Skip to content

Repository containing a list of Autonomous Systems of state-owned Internet Operators

License

Notifications You must be signed in to change notification settings

estcarisimo/state-owned-ases

Folders and files

NameName
Last commit message
Last commit date

Latest commit

 

History

18 Commits
 
 
 
 
 
 
 
 
 
 

Repository files navigation

State-owned ASes dataset

Welcome to the state-owned ASes dataset repository. Here you can find a dataset containing a list of ASes of State-Owned Internet Operators.

The list of ASes of State-Owned Internet Operators is a product of the research published in the paper "Identifying ASes of State-owned Internet operators" by E. Carisimo, A Gamero-Garrido, A. Snoeren and A. Dainotti, appearing in the Proceedings of the ACM Internet Measurement Conference (IMC) 2021, November 2021, Virtual Event.

Table of Contents

  1. State-owned ASes dataset
    1. Data structure
    2. Data formats
    3. Minority state-owned providers
  2. Examples
  3. Citation

Repo structure

.

§ Written tasks:
a: Based on the state-owned ASes page, say whether each statement agrees with it: (i) the paper behind the list appeared in the proceedings of a 2021 conference; (ii) the repository shows 25 commits; (iii) the dataset lists ASes of privately owned Internet operators.
b: From the state-owned ASes page, return the passage starting with "Repository files navigation" and going on through "2021, Virtual Event.", copied exactly.

§ Recorded information:
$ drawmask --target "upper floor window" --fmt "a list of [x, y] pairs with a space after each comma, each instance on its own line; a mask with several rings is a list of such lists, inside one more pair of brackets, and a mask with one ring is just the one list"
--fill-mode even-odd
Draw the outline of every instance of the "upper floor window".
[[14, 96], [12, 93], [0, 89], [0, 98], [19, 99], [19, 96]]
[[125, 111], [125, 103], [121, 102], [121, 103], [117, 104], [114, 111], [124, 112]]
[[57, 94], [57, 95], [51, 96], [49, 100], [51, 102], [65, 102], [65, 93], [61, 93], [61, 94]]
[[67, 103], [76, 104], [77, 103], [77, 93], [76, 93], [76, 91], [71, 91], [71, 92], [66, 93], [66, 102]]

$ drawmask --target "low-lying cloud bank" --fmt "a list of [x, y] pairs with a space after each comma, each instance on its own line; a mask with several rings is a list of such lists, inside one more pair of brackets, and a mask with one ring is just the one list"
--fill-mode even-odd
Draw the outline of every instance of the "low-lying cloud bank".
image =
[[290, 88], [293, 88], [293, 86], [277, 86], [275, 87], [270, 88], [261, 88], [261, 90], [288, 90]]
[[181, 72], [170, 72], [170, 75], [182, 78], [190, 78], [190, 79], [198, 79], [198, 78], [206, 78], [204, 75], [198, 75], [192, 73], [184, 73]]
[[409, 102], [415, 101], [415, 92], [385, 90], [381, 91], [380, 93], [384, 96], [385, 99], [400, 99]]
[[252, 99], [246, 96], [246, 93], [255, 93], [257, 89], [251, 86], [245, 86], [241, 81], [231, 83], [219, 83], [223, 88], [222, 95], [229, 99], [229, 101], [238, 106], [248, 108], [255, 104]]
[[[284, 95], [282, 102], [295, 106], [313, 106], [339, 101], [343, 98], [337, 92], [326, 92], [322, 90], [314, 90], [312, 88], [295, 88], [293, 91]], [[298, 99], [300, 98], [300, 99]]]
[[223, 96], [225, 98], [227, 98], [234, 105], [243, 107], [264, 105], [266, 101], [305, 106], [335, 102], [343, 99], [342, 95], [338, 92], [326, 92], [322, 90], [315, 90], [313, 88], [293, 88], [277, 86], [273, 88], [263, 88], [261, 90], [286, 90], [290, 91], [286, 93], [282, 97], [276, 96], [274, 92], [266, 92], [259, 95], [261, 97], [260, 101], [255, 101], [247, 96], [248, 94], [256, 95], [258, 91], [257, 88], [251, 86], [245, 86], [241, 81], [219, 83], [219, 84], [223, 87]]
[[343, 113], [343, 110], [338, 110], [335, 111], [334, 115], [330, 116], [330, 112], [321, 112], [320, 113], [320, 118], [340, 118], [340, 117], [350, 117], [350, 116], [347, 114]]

§ Written answers:
a:
(i) Yes: "appearing in the Proceedings of the ACM Internet Measurement Conference (IMC) 2021, November 2021, Virtual Event"
(ii) No: "18 Commits"
(iii) No: "a dataset containing a list of ASes of State-Owned Internet Operators"

b:
Repository files navigation

State-owned ASes dataset

Welcome to the state-owned ASes dataset repository. Here you can find a dataset containing a list of ASes of State-Owned Internet Operators.

The list of ASes of State-Owned Internet Operators is a product of the research published in the paper "Identifying ASes of State-owned Internet operators" by E. Carisimo, A Gamero-Garrido, A. Snoeren and A. Dainotti, appearing in the Proceedings of the ACM Internet Measurement Conference (IMC) 2021, November 2021, Virtual Event.